### PROVIDED RECORDS
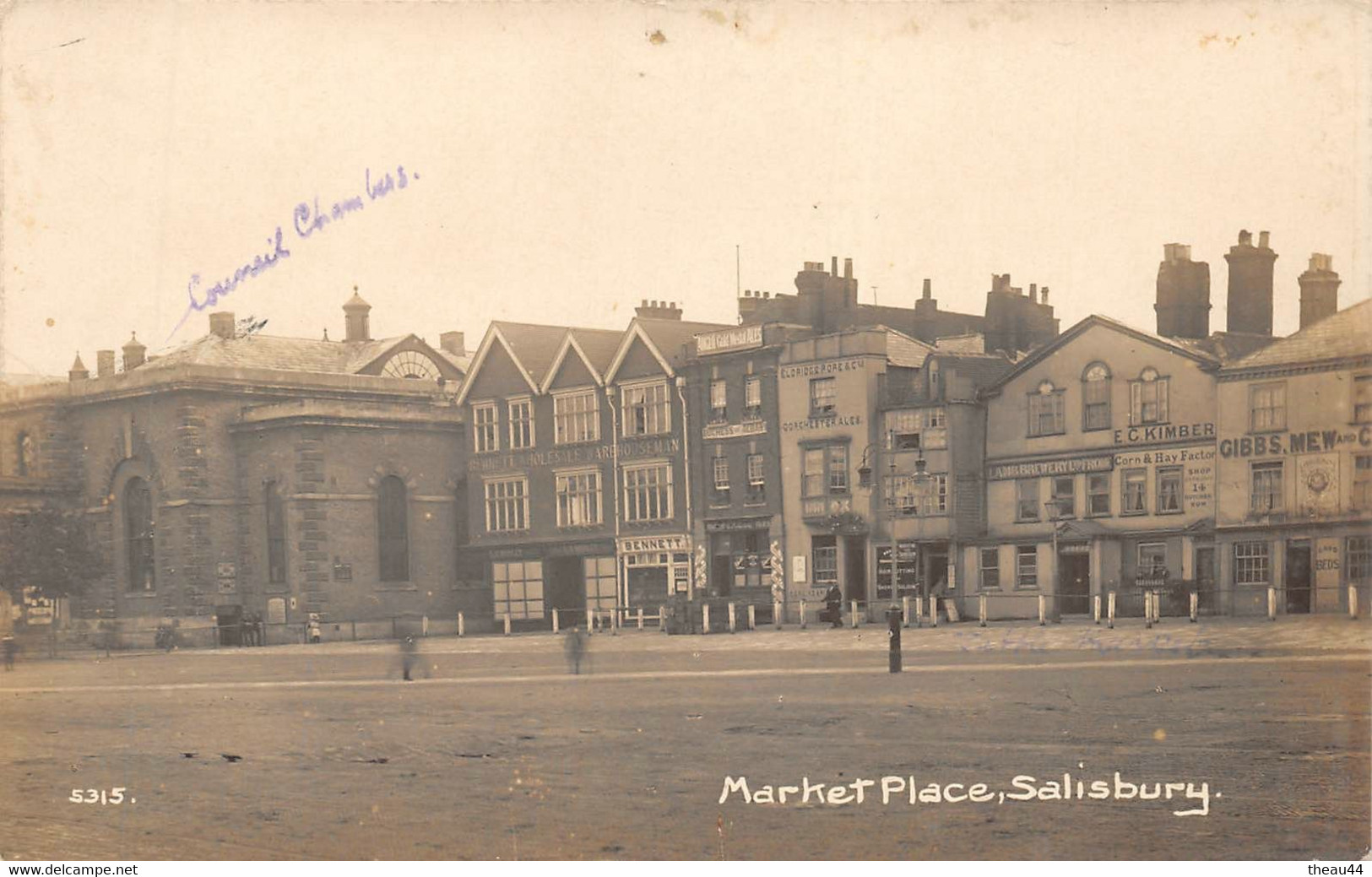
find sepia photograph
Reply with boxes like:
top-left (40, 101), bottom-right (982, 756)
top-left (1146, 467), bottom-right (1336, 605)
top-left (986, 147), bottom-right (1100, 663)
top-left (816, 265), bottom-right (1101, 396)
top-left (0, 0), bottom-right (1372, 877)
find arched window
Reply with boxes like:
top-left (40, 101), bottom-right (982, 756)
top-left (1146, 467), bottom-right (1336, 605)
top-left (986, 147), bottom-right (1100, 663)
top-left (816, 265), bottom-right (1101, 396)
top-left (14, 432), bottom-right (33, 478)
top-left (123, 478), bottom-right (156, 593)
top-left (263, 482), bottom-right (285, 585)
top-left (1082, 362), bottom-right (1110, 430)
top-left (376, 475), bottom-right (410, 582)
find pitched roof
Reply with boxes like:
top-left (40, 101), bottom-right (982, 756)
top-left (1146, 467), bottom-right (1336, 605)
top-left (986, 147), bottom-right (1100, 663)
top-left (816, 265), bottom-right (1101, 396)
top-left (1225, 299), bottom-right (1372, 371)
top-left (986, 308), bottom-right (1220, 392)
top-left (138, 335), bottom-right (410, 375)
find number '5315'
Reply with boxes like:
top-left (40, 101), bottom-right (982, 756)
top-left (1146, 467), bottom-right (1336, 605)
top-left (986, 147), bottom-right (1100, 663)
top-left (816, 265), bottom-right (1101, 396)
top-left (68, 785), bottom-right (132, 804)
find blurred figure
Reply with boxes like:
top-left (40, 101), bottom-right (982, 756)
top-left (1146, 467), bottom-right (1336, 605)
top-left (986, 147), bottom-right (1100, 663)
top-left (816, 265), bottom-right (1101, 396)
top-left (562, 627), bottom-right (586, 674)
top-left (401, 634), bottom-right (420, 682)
...
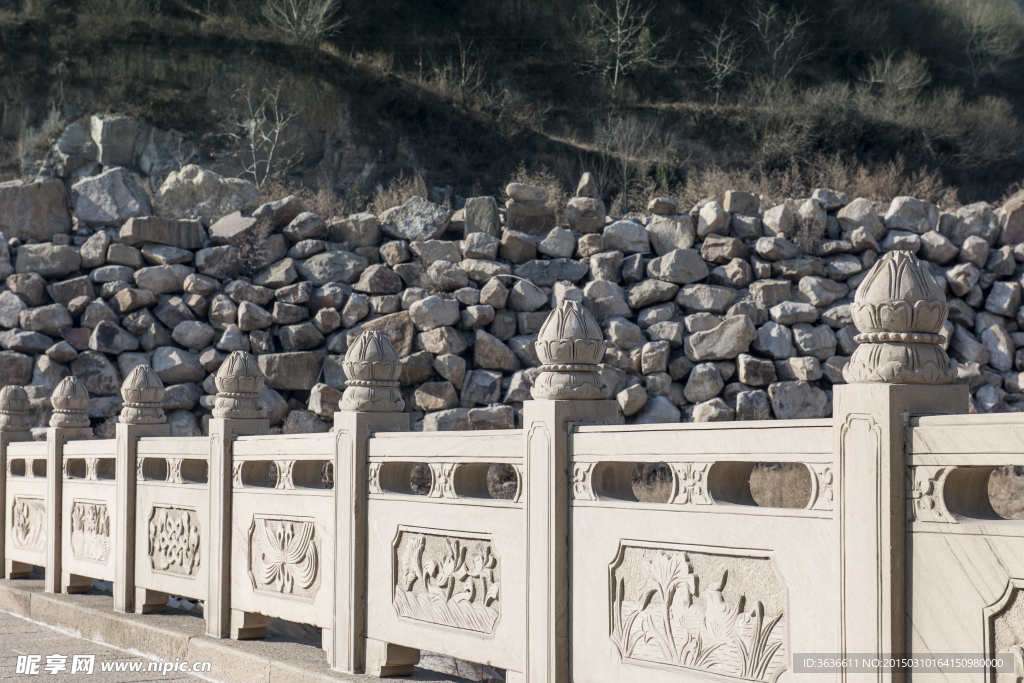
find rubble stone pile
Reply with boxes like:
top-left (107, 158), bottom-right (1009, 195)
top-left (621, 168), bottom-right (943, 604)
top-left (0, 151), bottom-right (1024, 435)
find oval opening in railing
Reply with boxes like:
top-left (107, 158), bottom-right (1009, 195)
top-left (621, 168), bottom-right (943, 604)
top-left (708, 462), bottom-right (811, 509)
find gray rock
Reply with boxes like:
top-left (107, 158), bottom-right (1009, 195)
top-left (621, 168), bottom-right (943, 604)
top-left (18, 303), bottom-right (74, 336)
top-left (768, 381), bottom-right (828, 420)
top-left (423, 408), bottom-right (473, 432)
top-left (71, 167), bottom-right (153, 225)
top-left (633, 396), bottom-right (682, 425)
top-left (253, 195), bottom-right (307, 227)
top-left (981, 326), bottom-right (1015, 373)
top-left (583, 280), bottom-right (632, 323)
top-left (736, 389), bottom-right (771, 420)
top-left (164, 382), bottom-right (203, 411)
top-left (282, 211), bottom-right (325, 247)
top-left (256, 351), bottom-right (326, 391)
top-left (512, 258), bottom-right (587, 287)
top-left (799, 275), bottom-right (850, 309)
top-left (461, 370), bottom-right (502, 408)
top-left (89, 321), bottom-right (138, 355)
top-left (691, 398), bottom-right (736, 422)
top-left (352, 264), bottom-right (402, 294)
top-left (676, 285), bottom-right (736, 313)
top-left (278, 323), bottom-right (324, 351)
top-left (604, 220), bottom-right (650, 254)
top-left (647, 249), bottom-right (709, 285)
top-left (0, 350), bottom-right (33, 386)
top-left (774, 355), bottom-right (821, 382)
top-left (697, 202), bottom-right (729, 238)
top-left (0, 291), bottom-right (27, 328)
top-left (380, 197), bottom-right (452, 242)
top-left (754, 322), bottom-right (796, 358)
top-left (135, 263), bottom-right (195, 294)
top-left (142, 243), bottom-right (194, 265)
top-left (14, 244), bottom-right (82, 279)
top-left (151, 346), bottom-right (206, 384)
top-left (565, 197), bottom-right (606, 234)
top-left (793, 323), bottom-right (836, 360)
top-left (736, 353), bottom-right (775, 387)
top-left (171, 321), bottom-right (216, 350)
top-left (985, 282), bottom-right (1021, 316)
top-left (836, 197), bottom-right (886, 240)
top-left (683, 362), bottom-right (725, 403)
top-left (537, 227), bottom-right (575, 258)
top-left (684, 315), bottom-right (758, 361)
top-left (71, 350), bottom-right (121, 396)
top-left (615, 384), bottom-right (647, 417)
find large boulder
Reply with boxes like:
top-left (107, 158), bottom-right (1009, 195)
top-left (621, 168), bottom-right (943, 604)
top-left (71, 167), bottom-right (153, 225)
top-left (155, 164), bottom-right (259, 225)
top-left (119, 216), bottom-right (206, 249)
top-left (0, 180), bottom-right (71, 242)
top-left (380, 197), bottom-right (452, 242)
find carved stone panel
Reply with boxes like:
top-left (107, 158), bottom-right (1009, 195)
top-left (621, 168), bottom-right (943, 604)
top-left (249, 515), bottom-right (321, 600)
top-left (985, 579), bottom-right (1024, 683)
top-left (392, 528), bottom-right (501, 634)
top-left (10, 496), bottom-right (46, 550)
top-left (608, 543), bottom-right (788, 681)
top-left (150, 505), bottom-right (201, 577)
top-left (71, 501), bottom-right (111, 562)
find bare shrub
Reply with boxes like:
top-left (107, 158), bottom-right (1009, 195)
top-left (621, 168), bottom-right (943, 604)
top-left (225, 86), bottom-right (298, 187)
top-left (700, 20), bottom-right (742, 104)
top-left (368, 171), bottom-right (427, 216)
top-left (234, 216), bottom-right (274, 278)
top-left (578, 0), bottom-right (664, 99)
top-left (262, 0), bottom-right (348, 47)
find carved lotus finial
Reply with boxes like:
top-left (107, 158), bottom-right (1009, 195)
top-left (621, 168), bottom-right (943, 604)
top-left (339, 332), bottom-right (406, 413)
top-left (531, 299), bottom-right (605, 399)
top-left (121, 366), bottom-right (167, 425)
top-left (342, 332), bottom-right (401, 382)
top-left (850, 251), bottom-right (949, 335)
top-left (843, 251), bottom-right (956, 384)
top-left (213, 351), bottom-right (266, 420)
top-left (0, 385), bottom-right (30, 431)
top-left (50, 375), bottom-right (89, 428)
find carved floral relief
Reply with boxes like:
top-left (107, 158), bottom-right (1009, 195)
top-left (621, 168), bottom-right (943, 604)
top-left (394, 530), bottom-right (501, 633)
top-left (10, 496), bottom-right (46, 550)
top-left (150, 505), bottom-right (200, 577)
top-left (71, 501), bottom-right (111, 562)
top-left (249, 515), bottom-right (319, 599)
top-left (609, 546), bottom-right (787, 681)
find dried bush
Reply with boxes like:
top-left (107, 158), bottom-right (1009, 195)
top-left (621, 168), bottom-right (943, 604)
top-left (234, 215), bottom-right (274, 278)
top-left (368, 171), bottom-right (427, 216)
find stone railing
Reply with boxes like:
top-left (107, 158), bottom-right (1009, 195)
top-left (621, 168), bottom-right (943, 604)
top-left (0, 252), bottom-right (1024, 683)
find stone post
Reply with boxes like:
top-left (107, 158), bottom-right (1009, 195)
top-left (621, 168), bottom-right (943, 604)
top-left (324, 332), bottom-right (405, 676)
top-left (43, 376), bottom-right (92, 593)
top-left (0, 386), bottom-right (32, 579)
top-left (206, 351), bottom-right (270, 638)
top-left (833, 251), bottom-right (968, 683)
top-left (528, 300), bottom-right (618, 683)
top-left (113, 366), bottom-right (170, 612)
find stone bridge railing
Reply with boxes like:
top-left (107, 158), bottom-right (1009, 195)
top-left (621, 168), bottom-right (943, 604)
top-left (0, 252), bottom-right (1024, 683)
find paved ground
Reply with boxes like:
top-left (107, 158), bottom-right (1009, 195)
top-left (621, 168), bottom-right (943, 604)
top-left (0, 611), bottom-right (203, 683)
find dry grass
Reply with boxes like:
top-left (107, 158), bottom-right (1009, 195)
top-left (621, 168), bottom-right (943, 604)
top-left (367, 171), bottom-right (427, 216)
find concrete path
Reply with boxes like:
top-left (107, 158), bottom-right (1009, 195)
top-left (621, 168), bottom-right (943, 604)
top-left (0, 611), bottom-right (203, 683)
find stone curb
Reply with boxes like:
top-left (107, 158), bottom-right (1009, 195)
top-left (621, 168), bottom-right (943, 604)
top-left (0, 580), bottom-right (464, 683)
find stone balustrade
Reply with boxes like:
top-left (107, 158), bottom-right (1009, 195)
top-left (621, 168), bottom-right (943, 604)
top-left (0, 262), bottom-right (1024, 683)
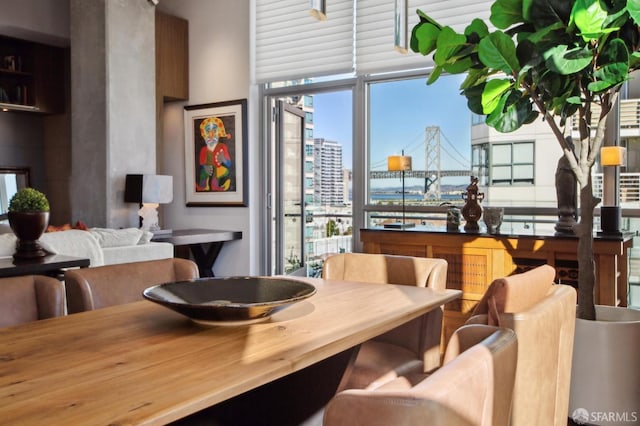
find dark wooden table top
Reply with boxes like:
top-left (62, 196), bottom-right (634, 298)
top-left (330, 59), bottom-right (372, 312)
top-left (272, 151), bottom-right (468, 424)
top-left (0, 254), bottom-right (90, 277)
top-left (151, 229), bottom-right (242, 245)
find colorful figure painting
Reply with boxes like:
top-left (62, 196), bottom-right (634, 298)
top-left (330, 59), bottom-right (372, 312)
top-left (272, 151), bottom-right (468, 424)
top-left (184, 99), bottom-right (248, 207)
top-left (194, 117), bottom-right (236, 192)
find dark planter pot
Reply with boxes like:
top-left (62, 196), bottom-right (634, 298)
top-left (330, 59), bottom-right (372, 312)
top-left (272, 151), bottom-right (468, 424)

### DIRECTION
Begin at the line containing "find sepia photograph" and stop after the line containing "top-left (68, 785), bottom-right (132, 804)". Format those lines as a JSON list of strings, one string per line, leaving out any blank lines.

### SOLUTION TO THE EXERCISE
[
  "find sepia photograph",
  "Reply with boxes like:",
  "top-left (40, 101), bottom-right (982, 756)",
  "top-left (1146, 467), bottom-right (1336, 605)",
  "top-left (986, 147), bottom-right (1100, 663)",
  "top-left (816, 265), bottom-right (1101, 396)",
  "top-left (0, 0), bottom-right (1372, 877)",
  "find arched window",
  "Reply with boxes like:",
  "top-left (40, 101), bottom-right (982, 756)",
  "top-left (1146, 467), bottom-right (1336, 605)",
  "top-left (986, 147), bottom-right (1100, 663)",
  "top-left (816, 265), bottom-right (1101, 396)",
  "top-left (14, 432), bottom-right (33, 478)",
  "top-left (123, 478), bottom-right (156, 593)",
  "top-left (263, 482), bottom-right (285, 585)",
  "top-left (1082, 362), bottom-right (1110, 430)",
  "top-left (376, 475), bottom-right (410, 582)",
  "find pitched roof",
  "Reply with boxes like:",
  "top-left (40, 101), bottom-right (982, 756)",
  "top-left (1146, 467), bottom-right (1336, 605)",
  "top-left (986, 147), bottom-right (1100, 663)",
  "top-left (816, 265), bottom-right (1101, 396)",
  "top-left (1225, 299), bottom-right (1372, 371)",
  "top-left (986, 308), bottom-right (1220, 392)",
  "top-left (138, 335), bottom-right (410, 375)",
  "find number '5315'",
  "Reply with boxes like:",
  "top-left (40, 101), bottom-right (982, 756)",
  "top-left (1146, 467), bottom-right (1336, 605)",
  "top-left (986, 147), bottom-right (1100, 663)",
  "top-left (816, 265), bottom-right (1101, 396)",
  "top-left (68, 785), bottom-right (132, 804)"
]